---------- Provided entries ----------

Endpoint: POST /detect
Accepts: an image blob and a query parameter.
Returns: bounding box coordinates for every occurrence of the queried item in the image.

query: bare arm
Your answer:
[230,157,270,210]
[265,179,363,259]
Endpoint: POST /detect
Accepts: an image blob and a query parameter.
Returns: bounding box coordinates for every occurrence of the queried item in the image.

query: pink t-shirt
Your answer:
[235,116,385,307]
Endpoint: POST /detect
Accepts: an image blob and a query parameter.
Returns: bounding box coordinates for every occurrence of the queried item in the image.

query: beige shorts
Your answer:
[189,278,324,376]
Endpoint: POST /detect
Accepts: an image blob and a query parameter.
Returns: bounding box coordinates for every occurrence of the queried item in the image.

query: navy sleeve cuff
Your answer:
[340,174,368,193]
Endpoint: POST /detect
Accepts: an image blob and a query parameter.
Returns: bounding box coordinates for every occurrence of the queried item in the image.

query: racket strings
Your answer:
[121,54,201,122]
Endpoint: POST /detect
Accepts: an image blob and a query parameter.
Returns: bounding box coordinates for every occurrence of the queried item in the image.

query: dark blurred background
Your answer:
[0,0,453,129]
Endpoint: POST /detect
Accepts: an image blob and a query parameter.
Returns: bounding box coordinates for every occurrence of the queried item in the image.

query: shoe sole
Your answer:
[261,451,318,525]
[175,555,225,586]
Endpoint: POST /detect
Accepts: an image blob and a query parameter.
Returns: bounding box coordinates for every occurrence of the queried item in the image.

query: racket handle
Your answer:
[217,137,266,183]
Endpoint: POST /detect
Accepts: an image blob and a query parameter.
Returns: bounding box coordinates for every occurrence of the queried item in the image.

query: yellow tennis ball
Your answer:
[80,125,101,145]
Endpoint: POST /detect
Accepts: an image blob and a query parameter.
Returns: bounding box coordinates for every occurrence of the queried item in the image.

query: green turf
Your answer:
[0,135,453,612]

----------

§ **The request**
Rewrite all of the lines above as a numbered list, leaving out the blank lines.

§ **Finished answer**
1. Endpoint: POST /detect
2. Accepts: an image blob and a query parameter.
3. Returns: bounding box coordinates for every occurrence of the queried item in the image.
4. query: bare arm
5. Your answer:
6. [230,157,270,210]
7. [265,179,363,259]
8. Endpoint: POST /detect
9. Accepts: an image blob and a query parameter.
10. Returns: bounding box coordinates for every occurrence of the queried item in the image.
11. query: pink t-shirt
12. Your answer:
13. [235,116,385,307]
14. Endpoint: POST /detect
15. Accepts: an image blob and a query parameter.
16. Returns: bounding box coordinates for every occurrence of the queried item in the image.
17. query: beige shorts
18. Your answer:
19. [189,278,324,376]
20. Endpoint: POST /detect
21. Accepts: an image blob and a query parameter.
22. Returns: bounding box coordinates for every occurrence of the queried item in the image.
23. query: navy sleeve cuff
24. Your answer:
25. [340,174,368,193]
26. Endpoint: POST /detect
27. Accepts: an image blob and a query parameter.
28. Returns: bounding box coordinates for every occurrence of the queried item in the image.
29. query: racket strings
30. Your answer:
31. [121,54,201,122]
32. Endpoint: POST /detect
33. Accepts: an image blob and a query parameter.
34. Returns: bounding box coordinates for every occurrence of the queried item in the image.
35. query: dark blurred background
36. Your answer:
37. [0,0,453,129]
38. Endpoint: POST /detect
39. Accepts: an image blob and a query parameter.
40. Returns: bounding box coordinates for every occurrence of the queried item in the image.
41. query: shoe sole
42. Your answer:
43. [261,451,318,525]
44. [175,555,225,586]
45. Endpoint: POST /detect
46. Accepts: an image blob and a query parameter.
47. Returns: bounding box coordinates for every occurrence of the queried item in the image.
48. query: racket handle
49. Your answer:
50. [217,137,266,183]
51. Endpoint: POST /detect
52. Accepts: an image blob and a query parameter.
53. Returns: bounding box coordinates for every occurrence of the queried item in the image.
54. query: yellow tennis ball
55. Your answer:
56. [80,125,101,145]
57. Endpoint: POST /detect
58. Accepts: an image blob and a query parameter.
59. Returns: bounding box coordinates for every occurrence of the queried item in the image.
60. query: green turf
61. Your answer:
62. [0,135,453,612]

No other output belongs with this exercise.